EXERCISE DESCRIPTION = In this exercise, each record below is to be written out again exactly.
------------------------------------------------------------------------
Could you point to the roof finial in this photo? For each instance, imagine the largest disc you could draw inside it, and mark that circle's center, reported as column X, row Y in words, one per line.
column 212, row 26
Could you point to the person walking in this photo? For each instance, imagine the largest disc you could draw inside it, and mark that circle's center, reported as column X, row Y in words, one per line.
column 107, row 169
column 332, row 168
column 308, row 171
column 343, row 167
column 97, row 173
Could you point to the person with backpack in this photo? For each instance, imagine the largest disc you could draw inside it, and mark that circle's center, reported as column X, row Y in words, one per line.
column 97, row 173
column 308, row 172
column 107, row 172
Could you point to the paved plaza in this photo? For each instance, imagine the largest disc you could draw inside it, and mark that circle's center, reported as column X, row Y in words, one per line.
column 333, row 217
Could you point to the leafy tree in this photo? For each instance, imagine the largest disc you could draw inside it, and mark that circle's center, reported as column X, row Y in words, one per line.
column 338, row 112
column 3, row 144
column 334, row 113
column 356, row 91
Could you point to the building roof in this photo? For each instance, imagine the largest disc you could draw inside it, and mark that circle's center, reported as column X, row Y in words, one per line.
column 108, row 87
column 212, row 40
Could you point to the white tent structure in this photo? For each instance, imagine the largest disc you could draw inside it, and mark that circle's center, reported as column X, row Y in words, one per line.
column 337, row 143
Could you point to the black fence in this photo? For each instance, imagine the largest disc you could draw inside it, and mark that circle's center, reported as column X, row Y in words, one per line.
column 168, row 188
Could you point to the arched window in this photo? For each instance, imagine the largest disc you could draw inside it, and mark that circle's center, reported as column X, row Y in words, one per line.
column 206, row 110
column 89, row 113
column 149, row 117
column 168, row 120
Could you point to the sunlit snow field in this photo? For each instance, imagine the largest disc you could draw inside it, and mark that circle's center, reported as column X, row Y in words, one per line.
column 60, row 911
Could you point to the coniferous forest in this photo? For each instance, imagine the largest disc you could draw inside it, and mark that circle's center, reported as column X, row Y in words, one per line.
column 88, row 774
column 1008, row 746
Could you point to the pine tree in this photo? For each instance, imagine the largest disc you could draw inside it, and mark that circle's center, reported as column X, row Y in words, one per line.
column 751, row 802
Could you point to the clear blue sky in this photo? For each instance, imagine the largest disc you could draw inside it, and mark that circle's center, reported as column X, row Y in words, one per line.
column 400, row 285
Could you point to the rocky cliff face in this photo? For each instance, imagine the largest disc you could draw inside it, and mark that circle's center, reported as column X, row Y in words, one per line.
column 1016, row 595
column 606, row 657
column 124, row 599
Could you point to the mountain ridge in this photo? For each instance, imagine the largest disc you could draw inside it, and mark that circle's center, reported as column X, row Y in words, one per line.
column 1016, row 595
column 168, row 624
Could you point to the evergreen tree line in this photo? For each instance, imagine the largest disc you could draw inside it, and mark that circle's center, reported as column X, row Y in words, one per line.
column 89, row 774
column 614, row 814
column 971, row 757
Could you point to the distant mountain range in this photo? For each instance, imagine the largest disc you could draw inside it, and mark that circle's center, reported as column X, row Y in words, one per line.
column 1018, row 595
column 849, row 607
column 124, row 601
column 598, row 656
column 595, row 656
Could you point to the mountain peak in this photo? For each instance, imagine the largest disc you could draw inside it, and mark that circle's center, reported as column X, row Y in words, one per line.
------------------------------------------------------------------------
SOLUTION =
Could you point to the roof finial in this photo? For each instance, imagine the largest disc you could draw inside it, and mark that circle's center, reported as column X, row Y in words, one per line.
column 212, row 26
Could you point to the person walking in this photo? For each instance, imagine the largest disc you could draw inside it, and mark that circle's center, reported as column X, row Y in words, one per line.
column 107, row 169
column 332, row 168
column 308, row 171
column 343, row 167
column 97, row 173
Could you point to the person with backpack in this photo? For each instance, imagine the largest disc you could draw inside it, and mark that circle's center, reported as column X, row Y in words, one per line.
column 97, row 173
column 308, row 172
column 107, row 172
Could you point to the paved plaza in this photo? For each instance, imagine the largest disc you could draw inside it, and mark that circle's center, reported as column X, row Y in words, one per line.
column 333, row 217
Could you point to the leafy tree in this photo? For each instance, imagine the largest disc you could draw inside it, and mark that circle's center, reported as column X, row Y in words, one per line.
column 338, row 112
column 3, row 144
column 334, row 113
column 356, row 91
Could you point to the building roof in this photo? For each instance, imagine the largest disc you could draw inside it, and mark that circle's center, reported as column X, row Y in words, one per line.
column 108, row 87
column 212, row 40
Could you point to the white tent structure in this photo? For each instance, imagine the largest disc you could draw inside it, and mark that circle's center, reported as column X, row Y in words, one per line.
column 337, row 143
Could you point to the black fence in this photo? For each instance, imagine the largest disc you could draw inside it, and mark that circle's center, reported as column X, row Y in words, one per line.
column 168, row 188
Could you point to the arched window in this photo? For each instance, imagine the largest disc you could draw inside it, and mark that circle's center, reported as column X, row Y in words, one per line.
column 206, row 110
column 89, row 113
column 149, row 117
column 168, row 120
Could you point to the sunlit snow field in this photo? For each instance, imagine the largest disc you could draw inside it, and mark that circle's center, reported as column X, row Y in words, one per line.
column 60, row 911
Could you point to the coniferous forest in this photo? For each instance, imagine the largest disc you could draw inside it, and mark that circle's center, reported as column X, row Y in words, one per line.
column 88, row 774
column 1008, row 746
Could you point to the pine tree in this photo? For each instance, imagine the largest disc you could draw inside it, and mark that circle's center, reported as column X, row Y in words, one per line.
column 751, row 802
Could you point to the clear blue sky in this photo? For each instance, imagine the largest disc you could draw inside it, and mark that circle's center, reported as column X, row Y in words, one per line.
column 400, row 285
Could you point to the rocky cliff face in this photo? For each instance, imagine the largest disc you could draw inside it, and mark that circle's center, reported as column X, row Y in words, one per line.
column 1016, row 595
column 606, row 657
column 124, row 599
Could you point to the mountain ridge in this photo? For each instance, imagine the largest disc you could draw inside it, and mark that circle's center, reported as column X, row Y in words, one per line.
column 1016, row 595
column 168, row 624
Could you point to the evergreen tree line in this photo? For each instance, imagine the largest disc you could draw inside it, and mark that circle's center, reported as column X, row Y in words, one per line.
column 89, row 774
column 614, row 814
column 971, row 757
Could you point to the distant mountain range in this photo? For each instance, imagine the largest disc you could draw inside it, and mark that circle's center, reported as column X, row Y in words, one per line.
column 1018, row 595
column 849, row 607
column 124, row 601
column 598, row 656
column 595, row 656
Could you point to the mountain peak in this photo? For each instance, imagine the largest disc you could draw inside it, and mark that circle's center, reported as column X, row Y in words, one per line.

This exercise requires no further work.